INPUT DATA —
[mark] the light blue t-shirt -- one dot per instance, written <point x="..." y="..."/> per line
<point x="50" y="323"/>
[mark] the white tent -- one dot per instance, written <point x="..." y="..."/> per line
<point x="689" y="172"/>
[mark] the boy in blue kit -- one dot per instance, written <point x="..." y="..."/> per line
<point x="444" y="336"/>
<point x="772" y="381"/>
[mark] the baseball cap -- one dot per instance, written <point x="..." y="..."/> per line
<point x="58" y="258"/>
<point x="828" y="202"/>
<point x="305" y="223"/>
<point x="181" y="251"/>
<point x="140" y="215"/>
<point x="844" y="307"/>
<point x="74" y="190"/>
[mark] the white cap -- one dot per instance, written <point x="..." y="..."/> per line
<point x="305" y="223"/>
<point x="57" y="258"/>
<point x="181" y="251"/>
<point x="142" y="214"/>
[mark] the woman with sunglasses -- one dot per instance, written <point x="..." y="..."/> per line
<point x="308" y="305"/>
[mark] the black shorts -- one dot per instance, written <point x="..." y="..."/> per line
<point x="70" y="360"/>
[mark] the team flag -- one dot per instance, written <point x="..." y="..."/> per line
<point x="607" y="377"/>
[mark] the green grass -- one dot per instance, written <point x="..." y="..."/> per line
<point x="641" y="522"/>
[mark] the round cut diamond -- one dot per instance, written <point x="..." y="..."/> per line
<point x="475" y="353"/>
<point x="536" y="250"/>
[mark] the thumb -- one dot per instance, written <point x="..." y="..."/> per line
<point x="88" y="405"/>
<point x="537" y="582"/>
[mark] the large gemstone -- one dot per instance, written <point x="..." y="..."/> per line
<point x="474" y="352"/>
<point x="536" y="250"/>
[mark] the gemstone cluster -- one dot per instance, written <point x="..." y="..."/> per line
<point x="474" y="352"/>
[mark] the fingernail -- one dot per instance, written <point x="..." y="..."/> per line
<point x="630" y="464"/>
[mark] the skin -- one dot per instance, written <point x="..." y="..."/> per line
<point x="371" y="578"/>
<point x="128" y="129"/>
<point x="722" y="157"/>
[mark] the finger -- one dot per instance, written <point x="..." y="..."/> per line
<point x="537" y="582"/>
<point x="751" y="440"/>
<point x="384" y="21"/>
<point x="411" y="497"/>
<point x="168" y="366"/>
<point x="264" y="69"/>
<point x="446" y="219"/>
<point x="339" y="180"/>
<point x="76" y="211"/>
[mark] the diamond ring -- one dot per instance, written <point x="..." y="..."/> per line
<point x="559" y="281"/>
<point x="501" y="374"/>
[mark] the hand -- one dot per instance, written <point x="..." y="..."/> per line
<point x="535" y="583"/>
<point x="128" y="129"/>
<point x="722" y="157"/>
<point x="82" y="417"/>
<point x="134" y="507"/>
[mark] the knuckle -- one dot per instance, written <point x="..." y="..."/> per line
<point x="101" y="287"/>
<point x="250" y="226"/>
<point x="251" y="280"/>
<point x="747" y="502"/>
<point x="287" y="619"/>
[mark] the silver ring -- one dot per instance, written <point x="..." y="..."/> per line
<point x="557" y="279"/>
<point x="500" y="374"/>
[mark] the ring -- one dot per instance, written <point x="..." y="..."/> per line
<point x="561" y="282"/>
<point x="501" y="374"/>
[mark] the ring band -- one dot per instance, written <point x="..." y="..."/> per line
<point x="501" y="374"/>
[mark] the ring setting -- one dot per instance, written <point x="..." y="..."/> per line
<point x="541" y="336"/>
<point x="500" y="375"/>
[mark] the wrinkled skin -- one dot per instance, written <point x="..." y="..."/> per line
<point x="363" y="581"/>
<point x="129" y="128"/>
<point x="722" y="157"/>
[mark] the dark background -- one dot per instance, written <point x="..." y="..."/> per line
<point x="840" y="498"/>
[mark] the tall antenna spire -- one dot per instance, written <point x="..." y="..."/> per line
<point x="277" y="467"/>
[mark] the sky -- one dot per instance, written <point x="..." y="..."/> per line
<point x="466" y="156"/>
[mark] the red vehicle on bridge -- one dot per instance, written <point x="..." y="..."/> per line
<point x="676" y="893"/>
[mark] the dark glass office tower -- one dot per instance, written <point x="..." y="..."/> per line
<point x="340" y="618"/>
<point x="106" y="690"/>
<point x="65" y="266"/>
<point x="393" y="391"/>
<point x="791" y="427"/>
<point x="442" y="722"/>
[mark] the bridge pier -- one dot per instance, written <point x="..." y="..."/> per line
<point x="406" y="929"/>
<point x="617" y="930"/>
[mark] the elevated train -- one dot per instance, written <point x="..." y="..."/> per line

WHAT IS EXPECTED — Exactly the lines from the one containing "[mark] the bridge" through the last line of the records are to be transcribed, both endpoints included.

SOLUTION —
[mark] the bridge pier -- one dot per instance, written <point x="..." y="..."/> per line
<point x="406" y="929"/>
<point x="617" y="930"/>
[mark] the elevated train -- one dot per instance, written <point x="..." y="..."/> per line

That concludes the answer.